Text shown:
● ● ● ● ●

Impact craters are often not visible on Earth's surface, because over time older ones are folded into the planet by shifting tectonic plates. In more recent times, craters such as the 45,000-year-old Barringer Crater in Arizona that are plainly visible, are heavily eroded by wind and rain.

The newfound structure, named Silverpit, is centered about 80 miles (130 km) off the east coast of Britain near the Humber estuary, which is north of London and near Hull.

Importantly, the impact appears to have occurred in shallow water, researchers say, and so the crater was rapidly buried after its formation and therefore largely preserved. It is now hidden under a few hundred yards (meters) of sediment at the bottom of a 130-foot-deep (40-meter) sea. It's shape and implications will be discussed in the Aug. 1 issue of the journal Nature.

The Silverpit crater is about 12 miles (20 km) wide. At its core are a central peak and a bowl shaped crater about 2 miles (3 km) across.

Radiating out from the core are at least 10 concentric rings, ridges that rise up to 16 stories above the crater floor. Experts had thought such rings only came with craters more than 10 times larger than Silverpit. How they could have formed in this case is now a matter for theorists to contemplate.

Simon Stewart, a geologist at British Petroleum and Phillip Allen of Production Geoscience, completed the study. They re-analyzed "seismic reflection data" that had been gathered in the early 1990s. The technique sorts out different densities of material, and so distinguishes between the crater's shapes and the overlying sediment.

Stewart is more than 90 percent sure the crater was caused by an impact.

● ● ● ● ●

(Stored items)
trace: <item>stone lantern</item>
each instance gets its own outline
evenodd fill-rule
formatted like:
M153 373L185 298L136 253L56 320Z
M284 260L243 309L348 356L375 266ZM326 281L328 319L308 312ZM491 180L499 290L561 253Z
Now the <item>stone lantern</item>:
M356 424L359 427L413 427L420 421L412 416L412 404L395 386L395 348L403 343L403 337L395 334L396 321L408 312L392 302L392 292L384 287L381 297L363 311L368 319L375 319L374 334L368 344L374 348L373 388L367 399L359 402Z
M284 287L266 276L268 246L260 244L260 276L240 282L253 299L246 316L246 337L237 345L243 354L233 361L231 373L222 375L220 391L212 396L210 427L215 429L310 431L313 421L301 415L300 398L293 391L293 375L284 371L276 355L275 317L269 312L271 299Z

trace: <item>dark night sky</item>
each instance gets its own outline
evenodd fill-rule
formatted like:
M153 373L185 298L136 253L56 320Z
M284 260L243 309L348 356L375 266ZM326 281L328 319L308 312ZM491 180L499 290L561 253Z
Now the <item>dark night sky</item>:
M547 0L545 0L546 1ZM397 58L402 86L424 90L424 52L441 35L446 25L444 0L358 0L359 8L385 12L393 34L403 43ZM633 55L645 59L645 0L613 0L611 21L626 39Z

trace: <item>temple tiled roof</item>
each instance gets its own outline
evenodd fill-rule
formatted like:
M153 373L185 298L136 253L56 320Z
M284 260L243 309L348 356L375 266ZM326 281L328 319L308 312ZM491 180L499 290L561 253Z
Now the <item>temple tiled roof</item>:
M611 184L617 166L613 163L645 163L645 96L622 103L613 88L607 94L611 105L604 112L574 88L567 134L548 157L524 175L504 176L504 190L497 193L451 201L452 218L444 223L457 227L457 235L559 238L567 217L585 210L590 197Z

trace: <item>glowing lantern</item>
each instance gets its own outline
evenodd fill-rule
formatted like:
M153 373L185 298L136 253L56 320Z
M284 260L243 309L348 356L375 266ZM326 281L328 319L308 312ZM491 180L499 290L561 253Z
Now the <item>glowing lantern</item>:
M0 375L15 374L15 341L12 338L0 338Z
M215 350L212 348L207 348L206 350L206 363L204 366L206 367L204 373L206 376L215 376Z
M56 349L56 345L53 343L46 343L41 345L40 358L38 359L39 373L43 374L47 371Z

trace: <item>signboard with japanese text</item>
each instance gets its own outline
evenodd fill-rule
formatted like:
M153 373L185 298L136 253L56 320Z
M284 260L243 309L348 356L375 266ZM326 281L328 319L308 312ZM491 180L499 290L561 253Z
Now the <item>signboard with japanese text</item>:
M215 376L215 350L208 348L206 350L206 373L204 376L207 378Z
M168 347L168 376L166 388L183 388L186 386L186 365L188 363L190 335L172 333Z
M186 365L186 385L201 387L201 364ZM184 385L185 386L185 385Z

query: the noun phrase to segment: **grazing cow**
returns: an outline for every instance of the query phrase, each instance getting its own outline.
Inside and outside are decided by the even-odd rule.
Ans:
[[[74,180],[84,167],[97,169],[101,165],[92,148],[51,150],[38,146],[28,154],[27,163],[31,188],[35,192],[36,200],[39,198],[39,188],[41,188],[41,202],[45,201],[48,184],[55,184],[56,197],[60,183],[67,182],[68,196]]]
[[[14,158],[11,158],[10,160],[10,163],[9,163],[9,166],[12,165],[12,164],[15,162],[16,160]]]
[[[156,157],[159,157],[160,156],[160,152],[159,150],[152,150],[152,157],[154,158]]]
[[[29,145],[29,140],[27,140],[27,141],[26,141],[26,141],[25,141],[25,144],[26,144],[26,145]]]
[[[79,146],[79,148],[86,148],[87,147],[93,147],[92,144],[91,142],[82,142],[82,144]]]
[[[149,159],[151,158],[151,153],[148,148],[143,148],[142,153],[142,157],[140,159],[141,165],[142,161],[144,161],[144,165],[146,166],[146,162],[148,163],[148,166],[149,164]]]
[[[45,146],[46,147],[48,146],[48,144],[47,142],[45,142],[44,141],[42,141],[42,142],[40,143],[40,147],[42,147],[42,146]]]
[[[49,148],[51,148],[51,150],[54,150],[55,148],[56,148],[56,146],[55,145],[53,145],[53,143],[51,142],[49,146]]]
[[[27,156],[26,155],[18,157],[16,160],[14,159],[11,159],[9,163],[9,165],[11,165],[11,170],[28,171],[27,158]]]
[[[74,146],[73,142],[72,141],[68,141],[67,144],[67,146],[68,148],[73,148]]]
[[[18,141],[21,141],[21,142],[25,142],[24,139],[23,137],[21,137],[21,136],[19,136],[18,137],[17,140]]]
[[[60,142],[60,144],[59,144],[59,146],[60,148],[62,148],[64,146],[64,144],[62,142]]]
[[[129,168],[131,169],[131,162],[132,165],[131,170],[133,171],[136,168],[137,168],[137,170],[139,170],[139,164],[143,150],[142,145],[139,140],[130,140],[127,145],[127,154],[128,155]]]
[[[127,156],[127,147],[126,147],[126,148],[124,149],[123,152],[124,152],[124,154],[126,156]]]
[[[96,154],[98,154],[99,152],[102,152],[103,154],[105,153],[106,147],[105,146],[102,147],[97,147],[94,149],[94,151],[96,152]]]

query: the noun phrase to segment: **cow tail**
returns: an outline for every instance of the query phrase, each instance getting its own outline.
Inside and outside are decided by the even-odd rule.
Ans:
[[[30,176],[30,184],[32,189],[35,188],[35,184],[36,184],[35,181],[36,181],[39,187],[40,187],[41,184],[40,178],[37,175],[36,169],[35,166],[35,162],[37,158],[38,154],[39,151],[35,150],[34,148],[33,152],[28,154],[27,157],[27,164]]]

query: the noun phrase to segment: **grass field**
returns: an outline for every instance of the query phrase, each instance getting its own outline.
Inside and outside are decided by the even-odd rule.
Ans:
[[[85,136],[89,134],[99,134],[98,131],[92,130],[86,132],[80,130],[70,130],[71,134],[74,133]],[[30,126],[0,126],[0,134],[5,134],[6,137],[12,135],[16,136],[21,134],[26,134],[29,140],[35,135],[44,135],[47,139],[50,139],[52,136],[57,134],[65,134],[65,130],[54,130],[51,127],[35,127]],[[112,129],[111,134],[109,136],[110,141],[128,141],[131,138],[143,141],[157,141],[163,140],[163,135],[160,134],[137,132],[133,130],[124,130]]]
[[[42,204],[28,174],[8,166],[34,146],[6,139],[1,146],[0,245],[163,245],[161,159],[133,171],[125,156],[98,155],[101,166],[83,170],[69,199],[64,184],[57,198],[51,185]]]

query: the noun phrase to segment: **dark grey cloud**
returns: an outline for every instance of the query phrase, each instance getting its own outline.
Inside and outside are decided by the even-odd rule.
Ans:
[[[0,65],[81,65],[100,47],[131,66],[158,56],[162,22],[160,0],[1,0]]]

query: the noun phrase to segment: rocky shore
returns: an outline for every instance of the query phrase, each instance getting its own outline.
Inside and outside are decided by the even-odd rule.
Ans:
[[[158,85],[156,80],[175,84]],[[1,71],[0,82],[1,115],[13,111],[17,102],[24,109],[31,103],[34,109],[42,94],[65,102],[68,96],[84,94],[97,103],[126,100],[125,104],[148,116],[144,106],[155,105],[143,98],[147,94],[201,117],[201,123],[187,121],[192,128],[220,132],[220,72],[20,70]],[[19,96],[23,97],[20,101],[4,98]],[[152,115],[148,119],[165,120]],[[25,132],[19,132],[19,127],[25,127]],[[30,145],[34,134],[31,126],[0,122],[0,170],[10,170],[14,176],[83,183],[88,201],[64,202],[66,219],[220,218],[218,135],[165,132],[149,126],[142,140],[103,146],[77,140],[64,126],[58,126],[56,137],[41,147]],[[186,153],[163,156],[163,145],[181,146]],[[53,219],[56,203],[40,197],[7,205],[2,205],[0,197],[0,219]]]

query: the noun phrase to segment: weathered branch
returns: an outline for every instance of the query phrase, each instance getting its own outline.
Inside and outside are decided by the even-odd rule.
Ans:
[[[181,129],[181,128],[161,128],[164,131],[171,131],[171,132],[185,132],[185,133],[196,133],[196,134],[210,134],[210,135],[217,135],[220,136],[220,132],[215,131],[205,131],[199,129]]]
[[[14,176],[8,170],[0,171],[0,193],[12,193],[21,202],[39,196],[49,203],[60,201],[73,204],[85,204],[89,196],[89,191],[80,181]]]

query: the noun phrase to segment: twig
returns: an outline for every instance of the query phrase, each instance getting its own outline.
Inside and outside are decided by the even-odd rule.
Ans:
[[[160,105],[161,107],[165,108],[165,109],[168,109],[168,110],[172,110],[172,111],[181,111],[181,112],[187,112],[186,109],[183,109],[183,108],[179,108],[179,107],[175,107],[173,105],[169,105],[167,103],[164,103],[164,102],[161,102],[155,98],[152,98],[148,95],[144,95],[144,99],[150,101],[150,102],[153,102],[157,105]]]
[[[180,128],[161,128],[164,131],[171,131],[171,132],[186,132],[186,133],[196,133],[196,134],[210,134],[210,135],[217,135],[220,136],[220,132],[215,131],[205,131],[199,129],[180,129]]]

● ● ● ● ●

Goals:
A. Print the passage on the Silverpit crater from "The newfound structure, named" up to and including "(3 km) across.".
B. According to the passage on the Silverpit crater, why was the crater largely preserved?
Rely solely on the passage on the Silverpit crater, not on the records, when completing each task.

Results by task:
A.
The newfound structure, named Silverpit, is centered about 80 miles (130 km) off the east coast of Britain near the Humber estuary, which is north of London and near Hull.

Importantly, the impact appears to have occurred in shallow water, researchers say, and so the crater was rapidly buried after its formation and therefore largely preserved. It is now hidden under a few hundred yards (meters) of sediment at the bottom of a 130-foot-deep (40-meter) sea. It's shape and implications will be discussed in the Aug. 1 issue of the journal Nature.

The Silverpit crater is about 12 miles (20 km) wide. At its core are a central peak and a bowl shaped crater about 2 miles (3 km) across.

B. The impact appears to have occurred in shallow water. The crater was therefore rapidly buried after its formation, which largely preserved it.